-- Begin EXTRACTED DATA --
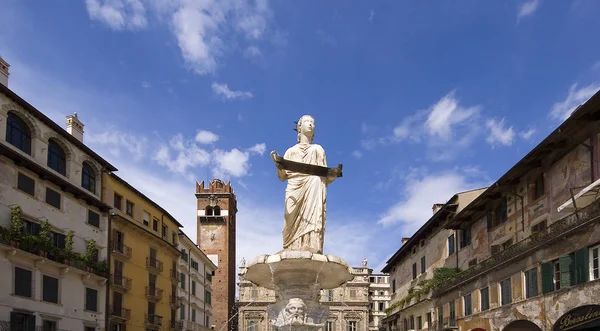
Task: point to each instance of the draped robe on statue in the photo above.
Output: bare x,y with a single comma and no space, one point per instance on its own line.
305,198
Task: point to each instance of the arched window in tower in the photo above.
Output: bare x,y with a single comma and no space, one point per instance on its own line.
88,178
18,133
56,157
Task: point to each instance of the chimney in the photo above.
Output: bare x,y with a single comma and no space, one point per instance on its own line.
75,127
4,72
436,207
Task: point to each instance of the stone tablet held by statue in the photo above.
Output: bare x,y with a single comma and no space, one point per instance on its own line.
304,166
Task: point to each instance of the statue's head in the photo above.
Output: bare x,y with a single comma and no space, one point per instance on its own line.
306,126
296,306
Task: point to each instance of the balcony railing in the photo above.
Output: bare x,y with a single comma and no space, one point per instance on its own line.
153,292
120,312
176,325
122,250
557,230
174,301
174,275
154,320
153,263
121,281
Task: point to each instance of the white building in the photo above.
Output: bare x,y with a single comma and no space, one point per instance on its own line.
379,297
49,177
195,279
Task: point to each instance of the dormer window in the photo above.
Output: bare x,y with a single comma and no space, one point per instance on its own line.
18,133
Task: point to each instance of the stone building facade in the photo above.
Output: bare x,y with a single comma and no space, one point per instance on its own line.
196,272
348,305
414,263
217,209
54,225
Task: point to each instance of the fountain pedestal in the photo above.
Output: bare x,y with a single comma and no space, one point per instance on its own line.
297,278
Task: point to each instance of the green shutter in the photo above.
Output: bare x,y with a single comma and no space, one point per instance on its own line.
566,271
547,283
582,267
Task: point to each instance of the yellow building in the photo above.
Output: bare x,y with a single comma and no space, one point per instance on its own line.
143,261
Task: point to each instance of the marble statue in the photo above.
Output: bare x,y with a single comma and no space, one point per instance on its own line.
306,193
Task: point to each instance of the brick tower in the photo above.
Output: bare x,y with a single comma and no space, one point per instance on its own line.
217,207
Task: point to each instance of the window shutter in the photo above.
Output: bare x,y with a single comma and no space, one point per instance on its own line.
547,279
582,269
566,271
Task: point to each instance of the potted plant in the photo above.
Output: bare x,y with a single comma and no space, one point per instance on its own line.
44,243
16,226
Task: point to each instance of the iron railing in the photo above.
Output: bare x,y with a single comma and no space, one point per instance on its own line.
556,230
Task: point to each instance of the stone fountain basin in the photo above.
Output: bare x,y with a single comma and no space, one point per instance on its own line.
293,268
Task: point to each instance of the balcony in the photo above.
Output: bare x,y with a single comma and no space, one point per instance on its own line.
121,282
154,293
557,230
174,275
121,250
153,321
174,301
176,325
119,312
154,264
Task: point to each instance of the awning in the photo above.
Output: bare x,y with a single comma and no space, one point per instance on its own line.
584,198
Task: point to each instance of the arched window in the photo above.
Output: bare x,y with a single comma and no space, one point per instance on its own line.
56,157
18,133
88,178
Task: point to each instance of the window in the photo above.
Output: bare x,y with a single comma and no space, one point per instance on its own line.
93,218
18,133
129,208
465,237
23,282
26,184
468,304
91,299
56,158
52,198
538,187
451,246
49,289
505,292
118,201
594,261
88,178
531,283
484,293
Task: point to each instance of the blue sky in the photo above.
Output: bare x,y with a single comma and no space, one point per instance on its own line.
418,100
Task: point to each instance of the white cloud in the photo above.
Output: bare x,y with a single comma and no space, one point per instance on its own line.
563,109
118,14
528,8
421,191
252,51
445,114
527,134
258,148
498,133
226,93
206,137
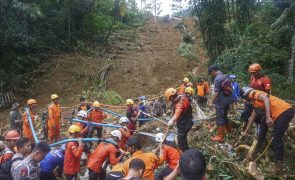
-- End EXTRACTED DATA --
▸ DIRECTIVE
Collect every line in the records above that contains the word "statue". Case counts.

▸ EXERCISE SOLUTION
Task: point to each instance of the draped robe on statue in the photo above.
Task: point to each instance of the stone tablet held by statue in the photo above.
Task: point to each instance of the statue's head in the photo above.
Task: point to each instance of the marble statue in the photo above.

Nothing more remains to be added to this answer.